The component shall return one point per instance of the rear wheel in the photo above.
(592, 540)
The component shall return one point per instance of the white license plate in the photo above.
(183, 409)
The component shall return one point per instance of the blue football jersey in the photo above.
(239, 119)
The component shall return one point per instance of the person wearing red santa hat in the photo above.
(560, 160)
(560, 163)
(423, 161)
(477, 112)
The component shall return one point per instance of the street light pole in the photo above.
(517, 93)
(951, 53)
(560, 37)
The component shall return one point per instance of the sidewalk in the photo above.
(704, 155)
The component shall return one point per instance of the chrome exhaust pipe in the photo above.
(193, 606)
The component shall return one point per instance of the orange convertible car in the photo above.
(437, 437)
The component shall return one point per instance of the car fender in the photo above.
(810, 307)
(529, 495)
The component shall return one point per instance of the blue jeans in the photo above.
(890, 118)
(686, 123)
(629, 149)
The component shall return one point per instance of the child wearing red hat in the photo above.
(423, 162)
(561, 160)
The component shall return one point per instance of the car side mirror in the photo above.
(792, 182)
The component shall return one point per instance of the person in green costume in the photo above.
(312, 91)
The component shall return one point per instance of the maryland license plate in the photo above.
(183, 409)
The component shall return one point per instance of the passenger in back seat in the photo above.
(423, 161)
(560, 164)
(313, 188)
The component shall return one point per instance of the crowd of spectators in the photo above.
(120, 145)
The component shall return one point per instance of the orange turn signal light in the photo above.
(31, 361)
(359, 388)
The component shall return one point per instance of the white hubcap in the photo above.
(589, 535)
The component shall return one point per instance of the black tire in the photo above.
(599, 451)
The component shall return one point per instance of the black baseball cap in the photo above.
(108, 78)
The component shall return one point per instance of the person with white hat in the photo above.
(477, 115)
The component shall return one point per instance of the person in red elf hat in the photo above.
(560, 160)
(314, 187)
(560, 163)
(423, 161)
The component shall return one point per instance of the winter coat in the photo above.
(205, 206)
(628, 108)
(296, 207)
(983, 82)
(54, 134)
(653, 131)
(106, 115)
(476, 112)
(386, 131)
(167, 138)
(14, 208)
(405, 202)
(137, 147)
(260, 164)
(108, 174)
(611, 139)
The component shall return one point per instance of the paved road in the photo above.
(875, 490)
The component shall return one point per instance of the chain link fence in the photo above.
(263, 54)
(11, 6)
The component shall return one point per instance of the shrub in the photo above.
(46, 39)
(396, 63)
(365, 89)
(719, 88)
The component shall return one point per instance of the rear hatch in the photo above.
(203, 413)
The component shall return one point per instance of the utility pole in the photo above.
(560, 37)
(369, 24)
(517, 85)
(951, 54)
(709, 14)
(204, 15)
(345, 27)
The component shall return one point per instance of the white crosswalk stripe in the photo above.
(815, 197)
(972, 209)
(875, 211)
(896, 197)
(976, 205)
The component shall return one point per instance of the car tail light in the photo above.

# # #

Every line from the one holding "baseball cap in the photo above." through the final line of the listing must be echoed exactly; leave out all other lines.

The component shall return one point per instance of the black baseball cap in the photo above.
(108, 78)
The component shall return one point per instance of the person with white hat in the photo above.
(477, 115)
The component shall return one point per instance of the person in red elf hat in the photo above.
(560, 160)
(314, 187)
(560, 163)
(423, 161)
The component shall return one point per instance of the winter coat in the photo above.
(205, 206)
(628, 108)
(296, 207)
(983, 82)
(54, 134)
(653, 131)
(106, 115)
(476, 112)
(386, 131)
(167, 138)
(14, 208)
(405, 202)
(137, 147)
(260, 164)
(108, 174)
(611, 139)
The component shall return one point per instance of the paved road in the photo above.
(875, 490)
The component shall return one point per instance of the chain link fence in the photo above.
(263, 54)
(11, 6)
The component shall return one point per instance of the shrub in the photo above.
(46, 39)
(396, 63)
(365, 89)
(719, 88)
The component shall return one point per instance of the rear hatch in the photo above.
(203, 413)
The component shall return one point per instance of the utility pole in the photo above.
(560, 37)
(369, 24)
(517, 85)
(951, 54)
(709, 14)
(204, 15)
(345, 27)
The component shall return one point per instance of the white crosswalk stripe in the photo above.
(815, 197)
(972, 209)
(875, 211)
(896, 197)
(976, 205)
The component shall return one point per instance of the car tail light in the photo above.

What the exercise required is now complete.